(Document extract)
Is it possible to manipulate the base tables and/or the btree indexes in a way 
to cause inconsistencies

It's hard to do this reliably, or easily.

But I encourage you to try, it sounds like a good project,
and a good way to explore Derby internals and improve your
knowledge of Derby.

Here's a possible idea: take part, but not all, of your Derby
database "back in time".

A base table and its indexes are each stored in separate physical
files, which Derby calls "conglomerates".

So if you define a table with a number of secondary indexes,
and then insert some rows into that table, Derby will populate
the table and its indexes.

Then, shut down Derby cleanly and make a copy of the entire
database folder.

Then, start Derby back up and add some more rows into that
table.

Then, shut down Derby cleanly again.

Then, try (using yet another copy of the Derby database folder)
copying some of the table's index conglomerates from your first
backup copy into your master copy.

This will cause the base table rows to be "missing" some
index entries because you have essentially "rolled back" the
index conglomerates to an earlier time, causing them to be missing
the index entries that were created by your second batch of
insert statements.

Then see how the consistency-checking tools behave on that
artifically-damaged database.

Similar experiments are possible using other types of
integrity constraints (unique constraints, foreign key
constraints, etc), and using other types of "back-in-time"
intentional damage, such as rolling an index back to before
an update of an indexed column, or rolling an index back to
before a delete of a row, or rolling back one table but
not other table, when the tables have a referential
integrity constraint.

These are the sorts of consistency violations that a consistency-checking
tool is intended to catch, so it would be good to know if you
are able to provoke such types of damage and then observe
the tools helping you to diagnose the problem.

Regarding internal sorts of Btree integrity, that is a harder
problem, but it would be good for you to verify that you
can detect the simpler problems first.
(End Document extract)
(Records provided)
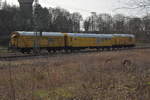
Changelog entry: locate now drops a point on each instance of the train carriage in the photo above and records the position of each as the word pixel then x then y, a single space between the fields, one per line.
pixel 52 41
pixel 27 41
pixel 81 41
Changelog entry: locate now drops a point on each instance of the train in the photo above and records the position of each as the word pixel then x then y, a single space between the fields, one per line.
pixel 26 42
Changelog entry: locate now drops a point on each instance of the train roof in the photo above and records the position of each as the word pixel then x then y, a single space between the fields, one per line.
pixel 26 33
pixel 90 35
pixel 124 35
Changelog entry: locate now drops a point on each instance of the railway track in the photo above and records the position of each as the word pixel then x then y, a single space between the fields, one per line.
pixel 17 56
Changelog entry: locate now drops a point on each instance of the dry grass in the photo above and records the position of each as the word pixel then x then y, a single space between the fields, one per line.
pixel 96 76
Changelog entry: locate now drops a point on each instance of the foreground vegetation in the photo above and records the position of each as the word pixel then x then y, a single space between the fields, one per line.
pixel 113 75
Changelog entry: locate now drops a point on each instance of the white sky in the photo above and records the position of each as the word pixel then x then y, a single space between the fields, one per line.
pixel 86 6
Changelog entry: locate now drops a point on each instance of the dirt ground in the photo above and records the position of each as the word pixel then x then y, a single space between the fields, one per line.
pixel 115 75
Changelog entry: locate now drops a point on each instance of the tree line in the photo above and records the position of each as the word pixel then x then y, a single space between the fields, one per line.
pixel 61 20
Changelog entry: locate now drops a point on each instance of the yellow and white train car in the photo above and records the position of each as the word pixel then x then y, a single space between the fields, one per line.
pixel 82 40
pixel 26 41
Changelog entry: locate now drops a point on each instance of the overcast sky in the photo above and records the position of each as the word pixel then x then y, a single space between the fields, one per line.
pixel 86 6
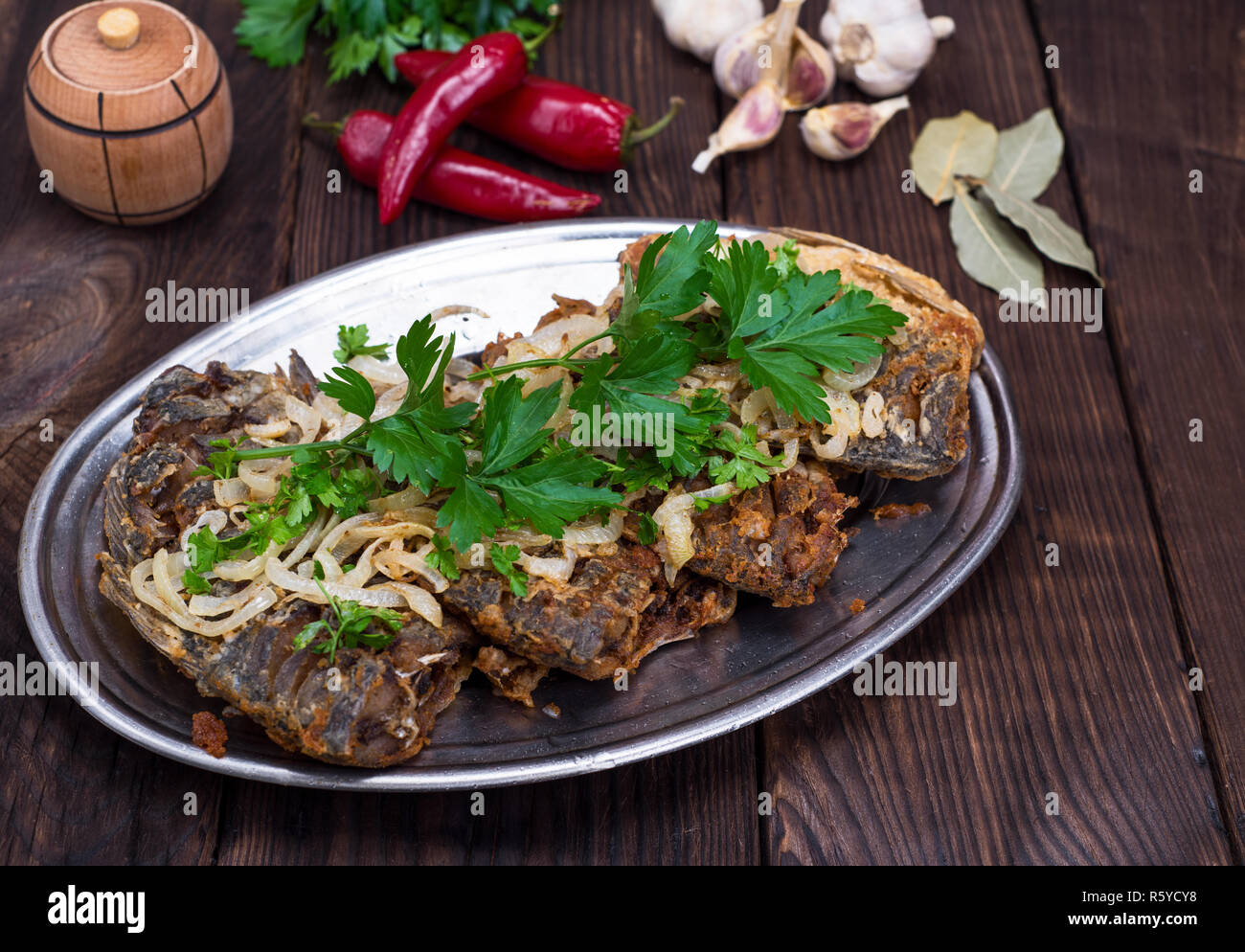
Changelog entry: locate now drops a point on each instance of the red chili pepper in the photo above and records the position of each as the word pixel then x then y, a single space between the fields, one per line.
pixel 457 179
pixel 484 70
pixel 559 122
(End Records provided)
(Records provided)
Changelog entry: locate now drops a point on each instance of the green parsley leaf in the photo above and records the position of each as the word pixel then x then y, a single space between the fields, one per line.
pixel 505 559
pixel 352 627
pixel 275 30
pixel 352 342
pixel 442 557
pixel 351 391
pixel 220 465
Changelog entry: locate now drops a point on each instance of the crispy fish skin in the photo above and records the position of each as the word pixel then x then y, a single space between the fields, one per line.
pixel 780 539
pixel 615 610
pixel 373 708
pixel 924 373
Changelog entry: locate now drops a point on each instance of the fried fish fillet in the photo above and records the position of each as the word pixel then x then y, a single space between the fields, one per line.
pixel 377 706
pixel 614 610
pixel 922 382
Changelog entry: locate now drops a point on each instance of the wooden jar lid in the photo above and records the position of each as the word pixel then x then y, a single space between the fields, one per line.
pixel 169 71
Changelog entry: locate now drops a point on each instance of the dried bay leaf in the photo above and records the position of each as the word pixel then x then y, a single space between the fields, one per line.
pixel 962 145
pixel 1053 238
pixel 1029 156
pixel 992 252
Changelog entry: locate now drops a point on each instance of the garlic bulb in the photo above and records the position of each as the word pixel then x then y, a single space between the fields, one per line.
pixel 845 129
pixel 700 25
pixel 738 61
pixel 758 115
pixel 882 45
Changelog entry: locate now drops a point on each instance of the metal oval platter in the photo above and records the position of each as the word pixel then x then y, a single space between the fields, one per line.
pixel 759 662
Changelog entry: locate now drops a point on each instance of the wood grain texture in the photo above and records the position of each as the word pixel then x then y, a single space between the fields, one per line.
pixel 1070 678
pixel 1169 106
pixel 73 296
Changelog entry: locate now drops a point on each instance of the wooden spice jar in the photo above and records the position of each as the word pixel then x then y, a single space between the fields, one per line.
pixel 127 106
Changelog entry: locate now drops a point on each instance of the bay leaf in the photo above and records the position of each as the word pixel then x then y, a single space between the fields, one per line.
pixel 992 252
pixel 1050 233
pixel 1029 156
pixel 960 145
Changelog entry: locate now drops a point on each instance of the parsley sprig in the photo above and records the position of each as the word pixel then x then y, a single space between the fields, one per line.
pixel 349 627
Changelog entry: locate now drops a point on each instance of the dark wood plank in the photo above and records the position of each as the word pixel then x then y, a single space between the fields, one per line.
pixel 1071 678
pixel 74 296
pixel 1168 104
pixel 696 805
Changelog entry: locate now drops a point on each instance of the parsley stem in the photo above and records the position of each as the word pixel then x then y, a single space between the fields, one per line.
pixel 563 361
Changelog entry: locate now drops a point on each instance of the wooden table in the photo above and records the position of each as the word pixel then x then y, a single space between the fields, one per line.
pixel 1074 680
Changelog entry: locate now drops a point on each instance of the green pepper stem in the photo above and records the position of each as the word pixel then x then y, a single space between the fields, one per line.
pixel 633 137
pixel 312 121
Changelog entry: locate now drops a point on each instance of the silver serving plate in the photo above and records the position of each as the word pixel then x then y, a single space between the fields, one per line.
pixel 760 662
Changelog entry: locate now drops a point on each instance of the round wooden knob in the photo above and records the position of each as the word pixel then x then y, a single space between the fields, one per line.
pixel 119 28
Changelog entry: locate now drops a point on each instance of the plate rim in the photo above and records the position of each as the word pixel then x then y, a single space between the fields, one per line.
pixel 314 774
(End Records provided)
(Records provided)
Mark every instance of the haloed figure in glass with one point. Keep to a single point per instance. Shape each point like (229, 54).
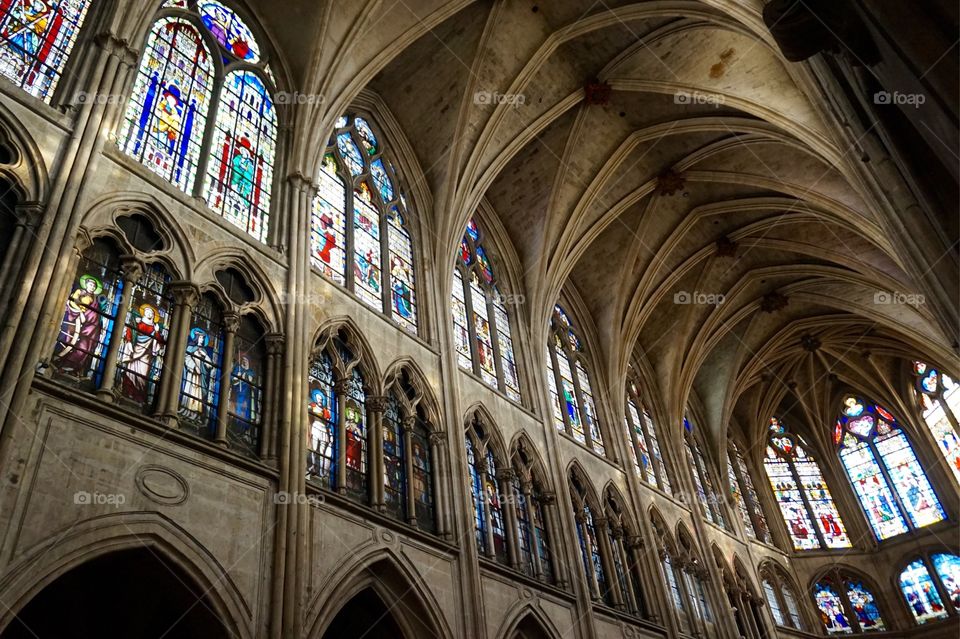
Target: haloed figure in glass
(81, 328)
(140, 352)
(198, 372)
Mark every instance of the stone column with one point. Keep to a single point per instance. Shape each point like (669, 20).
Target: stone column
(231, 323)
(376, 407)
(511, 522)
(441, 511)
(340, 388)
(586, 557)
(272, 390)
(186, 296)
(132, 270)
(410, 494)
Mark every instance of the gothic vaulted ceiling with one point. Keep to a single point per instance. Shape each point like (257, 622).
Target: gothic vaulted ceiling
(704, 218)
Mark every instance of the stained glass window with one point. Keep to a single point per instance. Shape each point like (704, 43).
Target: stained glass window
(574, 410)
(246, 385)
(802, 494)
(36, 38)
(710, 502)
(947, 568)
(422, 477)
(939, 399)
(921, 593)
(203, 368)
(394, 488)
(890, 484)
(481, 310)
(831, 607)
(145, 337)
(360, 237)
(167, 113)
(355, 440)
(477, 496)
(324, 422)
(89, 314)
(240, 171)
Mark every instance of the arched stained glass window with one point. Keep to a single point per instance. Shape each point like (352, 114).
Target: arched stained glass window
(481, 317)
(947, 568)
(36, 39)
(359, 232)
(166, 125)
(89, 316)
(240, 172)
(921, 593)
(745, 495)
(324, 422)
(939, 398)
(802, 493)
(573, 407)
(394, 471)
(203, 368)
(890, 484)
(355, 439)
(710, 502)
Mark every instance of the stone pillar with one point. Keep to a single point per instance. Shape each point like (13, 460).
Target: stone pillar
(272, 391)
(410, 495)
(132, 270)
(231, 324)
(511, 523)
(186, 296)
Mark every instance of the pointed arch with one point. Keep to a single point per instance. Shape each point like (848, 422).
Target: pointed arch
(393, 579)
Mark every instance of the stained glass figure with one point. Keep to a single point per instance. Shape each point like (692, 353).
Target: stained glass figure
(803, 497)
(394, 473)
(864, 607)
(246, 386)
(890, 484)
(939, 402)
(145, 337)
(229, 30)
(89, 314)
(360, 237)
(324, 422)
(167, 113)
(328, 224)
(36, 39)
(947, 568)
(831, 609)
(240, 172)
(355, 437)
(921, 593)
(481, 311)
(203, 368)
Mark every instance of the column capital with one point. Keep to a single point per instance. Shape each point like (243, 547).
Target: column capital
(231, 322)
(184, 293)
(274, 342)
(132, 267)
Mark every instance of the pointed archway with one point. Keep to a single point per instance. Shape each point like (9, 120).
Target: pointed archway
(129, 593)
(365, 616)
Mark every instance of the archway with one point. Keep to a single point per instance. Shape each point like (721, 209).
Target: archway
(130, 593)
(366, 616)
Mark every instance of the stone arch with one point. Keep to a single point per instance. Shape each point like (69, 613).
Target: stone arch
(End Records provided)
Tasks ->
[A] Please quote the Derby message word for word from "Then, try (using" to "your master copy.".
[B] Answer these questions from the Derby message, one per line:
(i) What does Derby call the separate physical files that hold a base table and its indexes?
(ii) What must be done to Derby before making a copy of the entire database folder?
(iii) Which types of integrity constraints are named for similar experiments?

Task-by-task answers ->
[A]
Then, try (using yet another copy of the Derby database folder)
copying some of the table's index conglomerates from your first
backup copy into your master copy.

[B]
(i) Conglomerates.
(ii) It must be shut down cleanly.
(iii) Unique constraints and foreign key constraints.